== Page extract

This blog post introduces the “hidden methodology” behind many core works on deep music generation in Music X Lab. We hope it can help you better distill the main idea from technical details.
– Gus, Dec 2023
Background of automated music generation
For a long time, music generation has been modeled as a “sequence prediction” problem. As in estimating the stock price, the task of music generation is to predict a music sequence based on some contexts, say, to predict the melody given the underlying chords, or to predict the upcoming notes based on existing ones. However, we observed an intrinsic defect of such generation via prediction approach – in any given contexts, there are many ways/directions to develop the music, so which one shall the model follow?
Unfortunately, most data-driven approaches would not choose any particular direction, but somewhat an averaged version of all possibilities. This often leads to a mediocre music without a clear structure, and that is why most AI-made music still lacks the exploration and dynamic in genuinely creative works. Even worse, there is little room to interact with the black-box models except for sampling from the learned distribution repeatedly. From a musician’s perspective, composing a piece is certainly very different from predicting a stock’s price. What we need is not a “correct” estimate, but a creative choice. Moreover, we wish to interpret and control such choices as a way to extend our own musical expression.
A different philosophy – generation via analogy-making
A solution to the problems above lies in analogy-making — or, in a modern terms, music style transfer1. The underlying idea is that most creation is not entirely new but a recombination of existing features (representations). A simple example (in the visual domain) is a “red rabbit” – a rare thing in nature but almost everyone can create an image in their mind by applying “red” (a concept) to “rabbit” (another concept). Similarly, if a model can learn useful music concepts, we can generate new music by making an analogy, e.g., what if piece A was re-composed/re-arranged using a different feature (e.g. chord, texture, form, etc.).
Assuming we have M music features and N pieces, each piece with a unique value for each feature. Through analogy-making, we can in theory create (NM – N) new pieces by recombining the M features of the N pieces. That is a huge gain! From the lens of causality, such “generation via analogy-making” belongs to “counterfactual reasoning”, i.e., to imagine something non-existent based on observations.
Coming back to deep learning
The good news is that deep representation learning models are good feature learners, and we already see pioneer works in neural image style transfers. Now, it is our mission to work out solutions to: 1) learn abstract representations of music, 2) disentangle the representation into human-interpretable parts (concepts) using various inductive biases, and 3) control the generation by manipulating (sampling, interpolating, recombining, etc.) different music concepts.

====

- [Problem requirements]: Reproduce the post on music generation word for word, taking everything from "Coming back to" down to "different music concepts.". The listing has no connection to the post on music generation.

== Data lines

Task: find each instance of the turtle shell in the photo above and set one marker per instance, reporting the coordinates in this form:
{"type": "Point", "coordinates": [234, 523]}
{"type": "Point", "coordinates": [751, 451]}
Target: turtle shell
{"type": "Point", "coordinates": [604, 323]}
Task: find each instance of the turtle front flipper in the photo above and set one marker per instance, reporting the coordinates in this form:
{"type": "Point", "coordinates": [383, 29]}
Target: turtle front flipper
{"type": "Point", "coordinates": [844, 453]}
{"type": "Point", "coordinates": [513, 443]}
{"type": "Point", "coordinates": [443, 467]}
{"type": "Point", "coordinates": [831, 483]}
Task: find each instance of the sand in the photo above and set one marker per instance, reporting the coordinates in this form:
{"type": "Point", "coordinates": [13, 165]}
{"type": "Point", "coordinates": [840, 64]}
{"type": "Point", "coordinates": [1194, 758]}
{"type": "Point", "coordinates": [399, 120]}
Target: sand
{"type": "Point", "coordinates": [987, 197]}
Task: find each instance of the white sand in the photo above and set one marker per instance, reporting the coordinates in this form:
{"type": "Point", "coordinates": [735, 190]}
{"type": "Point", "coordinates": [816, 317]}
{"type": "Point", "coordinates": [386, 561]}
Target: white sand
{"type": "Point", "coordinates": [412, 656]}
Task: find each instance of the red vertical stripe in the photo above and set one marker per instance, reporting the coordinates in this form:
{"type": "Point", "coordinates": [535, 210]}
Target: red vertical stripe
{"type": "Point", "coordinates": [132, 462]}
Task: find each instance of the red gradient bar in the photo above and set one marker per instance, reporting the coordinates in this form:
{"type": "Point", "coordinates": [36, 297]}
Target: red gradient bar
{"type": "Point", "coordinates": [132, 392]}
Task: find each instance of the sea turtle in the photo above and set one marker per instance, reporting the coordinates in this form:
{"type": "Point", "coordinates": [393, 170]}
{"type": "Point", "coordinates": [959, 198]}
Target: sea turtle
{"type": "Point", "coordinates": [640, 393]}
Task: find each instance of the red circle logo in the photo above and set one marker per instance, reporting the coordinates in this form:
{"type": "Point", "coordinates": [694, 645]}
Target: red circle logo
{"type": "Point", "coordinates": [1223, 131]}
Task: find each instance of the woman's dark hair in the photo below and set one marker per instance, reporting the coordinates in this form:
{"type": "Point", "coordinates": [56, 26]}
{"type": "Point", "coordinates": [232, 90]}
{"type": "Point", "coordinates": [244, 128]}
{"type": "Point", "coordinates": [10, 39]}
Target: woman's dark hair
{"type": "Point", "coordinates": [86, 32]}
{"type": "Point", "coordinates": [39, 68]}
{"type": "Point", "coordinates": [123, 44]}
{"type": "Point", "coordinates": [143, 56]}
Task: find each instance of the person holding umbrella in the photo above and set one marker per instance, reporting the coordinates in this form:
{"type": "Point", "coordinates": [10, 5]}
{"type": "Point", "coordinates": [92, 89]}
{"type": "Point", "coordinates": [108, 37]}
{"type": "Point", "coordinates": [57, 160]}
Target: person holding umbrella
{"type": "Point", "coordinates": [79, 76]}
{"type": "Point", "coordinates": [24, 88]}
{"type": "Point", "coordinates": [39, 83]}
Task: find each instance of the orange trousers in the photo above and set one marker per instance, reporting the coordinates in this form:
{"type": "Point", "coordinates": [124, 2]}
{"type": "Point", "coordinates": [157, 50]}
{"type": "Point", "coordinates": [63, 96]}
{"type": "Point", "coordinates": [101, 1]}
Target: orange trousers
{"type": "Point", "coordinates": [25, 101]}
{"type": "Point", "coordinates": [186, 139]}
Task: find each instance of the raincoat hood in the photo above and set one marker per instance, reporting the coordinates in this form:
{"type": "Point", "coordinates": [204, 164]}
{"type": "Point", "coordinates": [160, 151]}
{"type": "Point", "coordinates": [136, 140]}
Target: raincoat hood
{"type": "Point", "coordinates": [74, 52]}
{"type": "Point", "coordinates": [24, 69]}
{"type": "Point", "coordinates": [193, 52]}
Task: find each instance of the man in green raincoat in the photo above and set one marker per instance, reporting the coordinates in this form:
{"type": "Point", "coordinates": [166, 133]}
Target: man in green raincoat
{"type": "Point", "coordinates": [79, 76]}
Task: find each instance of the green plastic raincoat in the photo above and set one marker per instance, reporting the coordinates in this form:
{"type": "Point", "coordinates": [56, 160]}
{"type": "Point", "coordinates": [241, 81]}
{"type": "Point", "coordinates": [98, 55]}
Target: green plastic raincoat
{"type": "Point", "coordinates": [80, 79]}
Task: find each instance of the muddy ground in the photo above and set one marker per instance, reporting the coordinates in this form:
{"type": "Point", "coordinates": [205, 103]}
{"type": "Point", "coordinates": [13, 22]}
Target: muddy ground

====

- [Solution for this task]:
Coming back to deep learning
The good news is that deep representation learning models are good feature learners, and we already see pioneer works in neural image style transfers. Now, it is our mission to work out solutions to: 1) learn abstract representations of music, 2) disentangle the representation into human-interpretable parts (concepts) using various inductive biases, and 3) control the generation by manipulating (sampling, interpolating, recombining, etc.) different music concepts.